-- START OF Excerpt provided --
We're moving towards a componentize architecture and traditional CSS structure doesn't work because of the problems I've mentioned above.

Probably the problem is with traditional CSS structure.

With that said, CSS modules I have heard of and I think it's great but it adds more dependencies to an application and more knowledge about Webpack configuration that an engineer needs to know.

It's one line. And even CRA supports it. So - there is no complexity.

Writing CSS in a JS file does solve the problems above

The problems are solved by a specialized library, not CSS-in-JS as technology itself

you honestly don't need a library to do so. You can inject it inline. Now you might say, INLINE CODE IS THE WORST!

I would say - INLINE CODE IS THE WORST!!! You got me :P

There is one, a single one reason not to use inline css - meta selectors.
-- END OF Excerpt provided --
-- START OF Collected material --
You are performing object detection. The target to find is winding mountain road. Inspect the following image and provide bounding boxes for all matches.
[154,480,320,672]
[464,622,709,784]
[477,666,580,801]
-- END OF Collected material --
Work to complete →
(1) Rewrite the CSS discussion between "Writing CSS in" and "- meta selectors.", inclusive, putting "package" wherever "library" occurs.
(2) Translate this sentence from the CSS discussion into Spanish: "Probably the problem is with traditional CSS structure."

Solutions to the tasks →
(1)
Writing CSS in a JS file does solve the problems above

The problems are solved by a specialized package, not CSS-in-JS as technology itself

you honestly don't need a package to do so. You can inject it inline. Now you might say, INLINE CODE IS THE WORST!

I would say - INLINE CODE IS THE WORST!!! You got me :P

There is one, a single one reason not to use inline css - meta selectors.

(2) Probablemente el problema está en la estructura tradicional de CSS.